-- begin DATASET RECORDS --
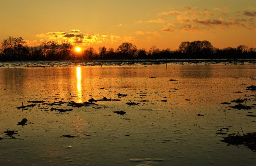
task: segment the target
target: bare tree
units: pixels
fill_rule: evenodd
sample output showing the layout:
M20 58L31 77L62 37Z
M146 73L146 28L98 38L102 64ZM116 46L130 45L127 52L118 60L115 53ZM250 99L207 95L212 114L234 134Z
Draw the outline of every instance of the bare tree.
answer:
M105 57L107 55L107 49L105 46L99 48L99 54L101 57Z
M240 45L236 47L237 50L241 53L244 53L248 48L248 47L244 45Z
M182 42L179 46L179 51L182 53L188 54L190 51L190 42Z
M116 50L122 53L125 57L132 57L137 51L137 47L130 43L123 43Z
-- end DATASET RECORDS --
-- begin DATASET RECORDS --
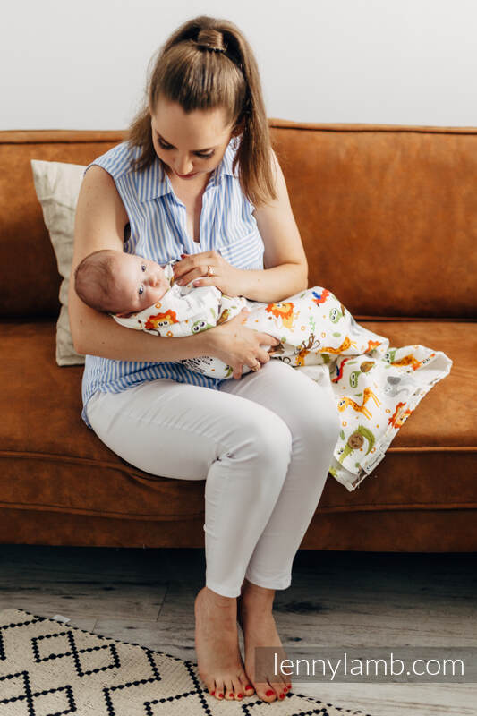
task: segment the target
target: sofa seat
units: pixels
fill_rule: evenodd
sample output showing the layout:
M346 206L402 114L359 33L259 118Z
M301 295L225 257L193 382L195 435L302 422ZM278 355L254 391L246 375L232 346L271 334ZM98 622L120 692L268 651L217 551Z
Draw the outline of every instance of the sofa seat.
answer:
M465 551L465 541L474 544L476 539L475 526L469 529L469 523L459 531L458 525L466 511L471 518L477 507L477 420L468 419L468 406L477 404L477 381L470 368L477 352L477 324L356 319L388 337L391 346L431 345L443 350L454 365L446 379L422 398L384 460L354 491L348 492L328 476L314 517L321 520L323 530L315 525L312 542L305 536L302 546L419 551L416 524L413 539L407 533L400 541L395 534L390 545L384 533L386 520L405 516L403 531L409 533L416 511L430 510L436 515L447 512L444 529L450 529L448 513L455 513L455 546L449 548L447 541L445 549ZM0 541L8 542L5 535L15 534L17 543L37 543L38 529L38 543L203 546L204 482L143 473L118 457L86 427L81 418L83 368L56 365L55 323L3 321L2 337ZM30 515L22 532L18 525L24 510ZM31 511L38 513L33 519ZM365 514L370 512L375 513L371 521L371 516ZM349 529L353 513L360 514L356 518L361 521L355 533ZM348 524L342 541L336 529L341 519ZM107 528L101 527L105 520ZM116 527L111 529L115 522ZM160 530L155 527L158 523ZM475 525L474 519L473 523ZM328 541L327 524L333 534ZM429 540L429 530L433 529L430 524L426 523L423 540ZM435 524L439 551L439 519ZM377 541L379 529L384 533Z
-- end DATASET RECORDS --
**TASK:** Copy every row above that contains the word "outline".

**RESULT BELOW:**
Draw the outline of every instance of the bare tree.
Draw the outline of every instance of the sofa seat.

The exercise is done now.